You say "slaughtering" as though that's how it happened. That word also shows intent which hasn't been proved -- or brought to trial.
I'm looking at wiktionary:massacre, which says it's intentional. Is there such a thing as an accidental massacre? I don't think so. But the really sad thing about the incident and its aftermath is that, with all the critics pretending to care about it, none of them bother to ask friends with connections to the insurgents that they put an end to fighting near civilians.
But this is really about your intent. Everything you've said indicates you think it was deliberate. If there was no difference, you wouldn't be so insistent on using the word. As I said, we have a perfectly good NPOV category for civilian casualties.
As for your sources, a number of those articles are either AP or AFP. Yes, they're considered RS. I'm just making the point that your wide variety of sources isn't that wide.
But the San Francisco Chronicle item is an AP story. It doesn't actually call it a massacre in the body of the story. It's as I said about editors trying to sell newspapers. The reporter had the standards I'm talking about.
Same deal with Newsday. But what's interesting about that one is that if you look at all Newsday's stories about it, they're all AP stories, but they don't call it a massacre themselves. The only time those reporters use the word is when it's being quoted by someone else.
The Atlantic link is an opinion piece. I'm surprised you even bothered with Gulfnews.
But I'll concede here that you have enough reporters using the word, and I don't think WP is going to hold to BBC standards. I will probably bring it up in the noticeboard at some point in the future.
-- Randy2063 (talk) 21:37, 29 January 2012 (UTC)
Third opinion: Some of the media constitute reliable sources. The military courts of one of the belligerent parties engaged in counter-insurgency warfare (and therefore with a vested interested in "winning hearts and minds"/"winning the propaganda war"/etc. cannot be treated as the sole neutral arbiter. See also:
  • More media coverage: Times of London: "The killings were described by Iraqi witnesses and prosecutors as a massacre of unarmed civilians - including women and children - carried out by Marines angered by the death of a member of their unit in a bombing."
  • New York Times: The collapse this week of the prosecution of a Marine for a civilian massacre in Haditha, Iraq — a striking outcome, even in a military justice system with a mixed record of charging soldiers for war crimes — has not only outraged Iraqis but also stunned some American military law specialists.
  • So it's clear my bias point isn't simply my own, from the same source: “There is a surprising pattern of acquittals,” said Eugene R. Fidell, who teaches military justice at Yale Law School. “I think there is an unwillingness in some cases of military personnel to convict their fellow soldiers in the battle space.”
--Carwil (talk) 02:12, 30 January 2012 (UTC)
I already said the NYT is among those who do this.
Your other link is different. They're doing what I said about headline writers being different from reporters. The headline and the tease both use the word "massacre" but the article writer qualifies it as "described by Iraqi witnesses and prosecutors." Interestingly, that article has a link to another story with "massacre" in the story, and it does the same thing twice.

--- Dataset content ---
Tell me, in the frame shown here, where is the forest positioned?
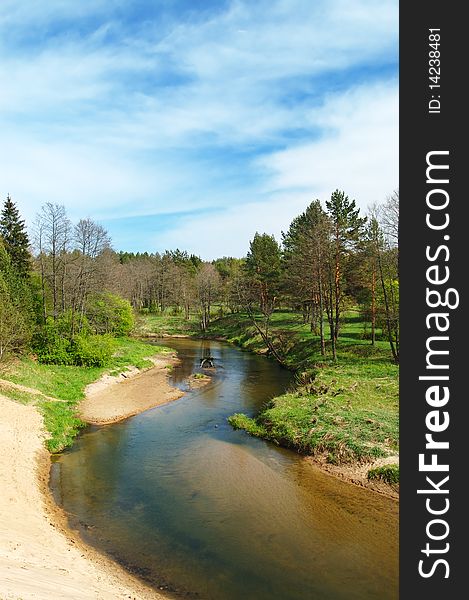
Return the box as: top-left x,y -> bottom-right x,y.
0,190 -> 399,366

--- Tasks to complete ---
1. Which news organizations does the talk-page discussion name from "As for your sources" through "bothered with Gulfnews"?
2. Can you quote the part of the talk-page discussion that opens with the words containing "As for your" and closes with "isn't that wide."?

--- Solved problems ---
1.
- AP
- AFP
- San Francisco Chronicle
- Newsday
- The Atlantic
- Gulfnews

2.
As for your sources, a number of those articles are either AP or AFP. Yes, they're considered RS. I'm just making the point that your wide variety of sources isn't that wide.